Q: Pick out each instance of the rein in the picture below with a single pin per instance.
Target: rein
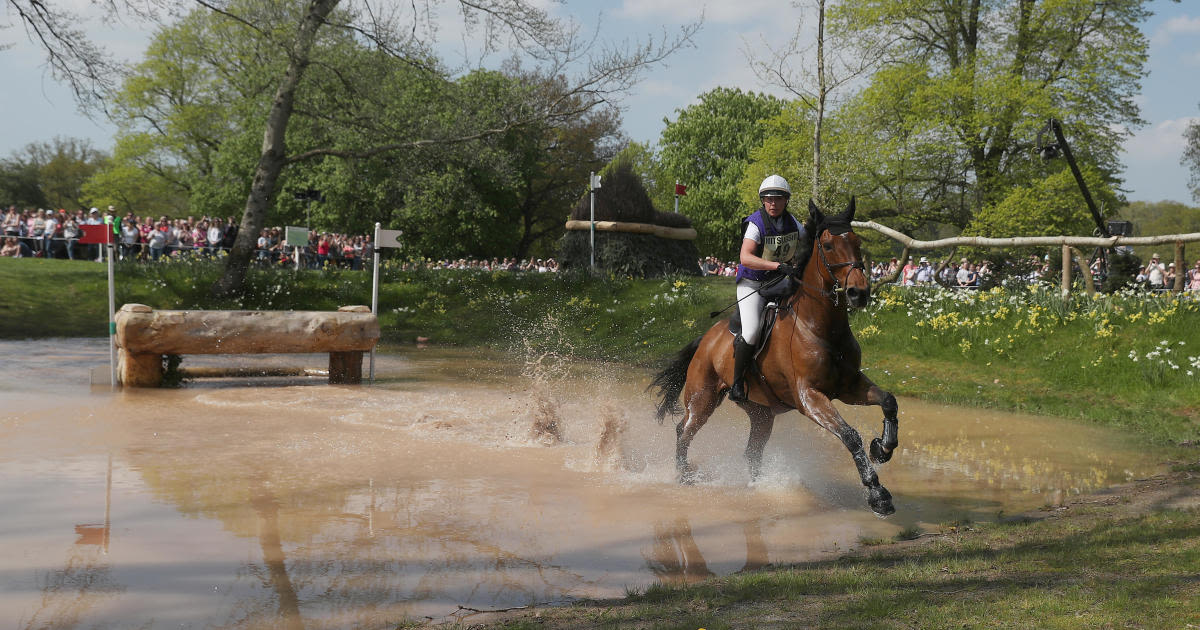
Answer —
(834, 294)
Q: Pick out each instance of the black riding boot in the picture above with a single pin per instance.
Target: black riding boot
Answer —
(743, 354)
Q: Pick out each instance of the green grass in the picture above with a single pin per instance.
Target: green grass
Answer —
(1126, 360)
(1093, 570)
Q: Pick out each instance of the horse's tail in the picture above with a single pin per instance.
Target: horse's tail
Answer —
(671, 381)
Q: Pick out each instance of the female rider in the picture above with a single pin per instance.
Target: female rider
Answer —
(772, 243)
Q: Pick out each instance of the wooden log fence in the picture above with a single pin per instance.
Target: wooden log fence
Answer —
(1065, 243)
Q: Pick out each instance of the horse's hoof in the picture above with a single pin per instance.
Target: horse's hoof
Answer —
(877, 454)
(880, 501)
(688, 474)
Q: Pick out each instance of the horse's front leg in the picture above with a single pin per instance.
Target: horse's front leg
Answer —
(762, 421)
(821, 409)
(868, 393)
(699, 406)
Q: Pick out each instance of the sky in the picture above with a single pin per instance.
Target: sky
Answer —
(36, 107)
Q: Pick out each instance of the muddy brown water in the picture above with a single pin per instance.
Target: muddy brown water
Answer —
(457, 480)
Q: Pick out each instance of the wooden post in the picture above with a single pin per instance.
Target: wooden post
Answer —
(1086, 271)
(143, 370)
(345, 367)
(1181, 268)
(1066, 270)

━━━━━━━━━━━━━━━━━━━━━━━━━━━━━━

◆ WHAT THIS TASK INVOLVES
Change every "horse's" in the material above to "pony's" and write all of it out again, leaving the pictures out and keeping everything else the same.

◆ COMPLETE OUTPUT
Q: Pick out each instance of the rein in the picture below with a single pin per instance.
Target: rein
Answer —
(834, 294)
Q: Pick out each instance of the black riding boot in the picture above with a single pin per instance.
Target: black riding boot
Answer —
(743, 354)
Q: Pick out each instance of the green grass in the picture above with a single pin per instance.
Target: green grass
Answer —
(1126, 360)
(1093, 570)
Q: Pick out each instance of the pony's tail in the picture above with a single pin per instance.
Target: pony's tail
Answer —
(671, 381)
Q: Pick out each instance of the female rider in the picture above with a single pin per instance.
Target: female rider
Answer —
(772, 243)
Q: Pick out each instance of the wooden log fence in the picture above with a single pin per instance.
Target: wooden log fence
Answer —
(1065, 243)
Q: Pick out each instance of the pony's hoof in the picture above with a single pin per instance.
Target: pony's hoof
Answer —
(877, 454)
(880, 501)
(688, 474)
Q: Pick out each instance of the pony's front leg in the picture above with a single pin per instance.
Target: pony's front leg
Answer —
(762, 421)
(821, 409)
(868, 393)
(699, 406)
Q: Pick out each instance of the sky in the picture above with a single pin per instance.
Target: sky
Answer —
(36, 107)
Q: Pick out each instance of the muddy brown water in the picture above with a single pin per instance.
Target: muddy brown water
Answer —
(457, 480)
Q: Pick out each instance of the wooden post in the picture above with a single pin per instance.
Target: wooden post
Answer —
(1086, 271)
(143, 370)
(345, 367)
(1181, 268)
(1066, 270)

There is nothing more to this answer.